§ **WORK INSTRUCTION**
Take the listing and give it again exactly, from its first line to its last line.

§ **INFORMATION GIVEN**
■ ■ ■ ■ ■
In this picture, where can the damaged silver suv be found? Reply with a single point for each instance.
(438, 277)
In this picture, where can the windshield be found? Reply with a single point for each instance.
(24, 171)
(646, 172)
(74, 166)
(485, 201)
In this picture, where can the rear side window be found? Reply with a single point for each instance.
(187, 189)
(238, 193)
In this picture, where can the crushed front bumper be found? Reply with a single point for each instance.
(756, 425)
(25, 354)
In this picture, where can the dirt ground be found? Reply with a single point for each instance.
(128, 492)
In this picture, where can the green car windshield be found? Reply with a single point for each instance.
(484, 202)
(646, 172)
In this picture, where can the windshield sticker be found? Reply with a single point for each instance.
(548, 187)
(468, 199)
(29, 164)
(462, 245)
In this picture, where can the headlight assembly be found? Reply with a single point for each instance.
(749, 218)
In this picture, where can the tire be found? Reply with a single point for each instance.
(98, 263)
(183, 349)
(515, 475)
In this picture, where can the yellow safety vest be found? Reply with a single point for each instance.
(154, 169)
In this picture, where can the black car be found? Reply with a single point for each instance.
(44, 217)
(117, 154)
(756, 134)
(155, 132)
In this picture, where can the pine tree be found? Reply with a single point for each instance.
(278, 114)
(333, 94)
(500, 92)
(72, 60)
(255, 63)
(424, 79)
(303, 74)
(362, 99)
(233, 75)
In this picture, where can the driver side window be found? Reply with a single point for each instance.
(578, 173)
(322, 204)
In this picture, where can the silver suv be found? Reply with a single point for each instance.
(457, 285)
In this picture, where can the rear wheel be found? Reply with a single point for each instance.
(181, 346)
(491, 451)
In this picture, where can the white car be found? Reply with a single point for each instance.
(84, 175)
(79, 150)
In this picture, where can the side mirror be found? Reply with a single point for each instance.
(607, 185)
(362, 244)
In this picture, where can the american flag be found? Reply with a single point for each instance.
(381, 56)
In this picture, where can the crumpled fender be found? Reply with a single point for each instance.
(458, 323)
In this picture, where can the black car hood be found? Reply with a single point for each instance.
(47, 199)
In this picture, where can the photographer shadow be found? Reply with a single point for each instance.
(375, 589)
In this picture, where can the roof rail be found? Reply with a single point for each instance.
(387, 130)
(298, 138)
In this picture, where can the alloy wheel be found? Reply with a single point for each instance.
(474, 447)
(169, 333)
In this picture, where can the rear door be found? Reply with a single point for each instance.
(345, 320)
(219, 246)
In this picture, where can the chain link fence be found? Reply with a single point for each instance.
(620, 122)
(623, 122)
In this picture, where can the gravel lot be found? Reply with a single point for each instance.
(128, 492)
■ ■ ■ ■ ■
§ **TASK ANSWER**
In this picture, where can the damaged silver suv be found? Reply with a single point for each instance.
(438, 277)
In this picture, where can the windshield be found? Reply with a single point for each instance.
(24, 171)
(646, 172)
(74, 166)
(485, 201)
In this picture, where can the rear side window be found? Reply with a single point for each instance.
(187, 189)
(238, 193)
In this picture, where can the crushed front bumper be found? Reply with a single point for each instance.
(756, 425)
(25, 354)
In this picture, where can the dirt ground be found? Reply with a single point for each instance.
(128, 492)
In this picture, where can the green car windshield be found? Reply with a single point for each instance.
(484, 202)
(646, 172)
In this picture, where can the windshield sticker be found? Reply with a single point for each instance.
(548, 187)
(468, 199)
(29, 164)
(462, 245)
In this picture, where can the headlight assembly be found? Reply with a single point for each instance.
(749, 218)
In this picture, where can the tire be found? Reply with a single point for each instance.
(98, 263)
(183, 349)
(515, 475)
In this picture, where can the yellow safety vest be found? Reply with a single point for each instance.
(154, 169)
In this picture, where can the black car be found? Reply with a single point for each instance.
(44, 217)
(117, 154)
(756, 134)
(155, 132)
In this picture, where can the pine tree be found? Reply with a single point for each instance.
(278, 114)
(333, 94)
(500, 92)
(72, 60)
(255, 63)
(424, 79)
(303, 74)
(362, 99)
(233, 75)
In this picture, where can the driver side window be found? Reply with a single point for each instance.
(578, 173)
(322, 204)
In this picture, where can the silver suv be found? Reply with a single point for each instance.
(457, 285)
In this picture, where can the rear wheel be found? Reply with a single point for each instance.
(181, 346)
(491, 451)
In this picture, where can the white car be found? Reply with a single point for each instance.
(84, 175)
(79, 150)
In this picture, where can the side mirror be found? Reply with a single point for each instance.
(607, 185)
(362, 244)
In this picture, where can the american flag be found? Reply with a single point for each instance.
(381, 56)
In this picture, where can the crumpled fender be found? Reply with a single point for each instance.
(458, 323)
In this picture, where can the black car hood be found? Reply with a single point for each instance.
(47, 199)
In this picture, where can the photographer shadow be found? Reply with a single point for each instance.
(375, 589)
In this picture, where can the roof rail be found? Reply with a single point for each instance.
(387, 130)
(298, 138)
In this picture, where can the alloy wheel be found? Reply with a single point for each instance.
(474, 447)
(169, 333)
In this picture, where can the rear door be found? Reply with a single point for each instance.
(345, 320)
(219, 246)
In this picture, where can the chain link fence be found? Reply with a single point for each instance.
(620, 122)
(623, 122)
In this picture, where can the gravel lot be found? Reply with a single point for each instance.
(128, 492)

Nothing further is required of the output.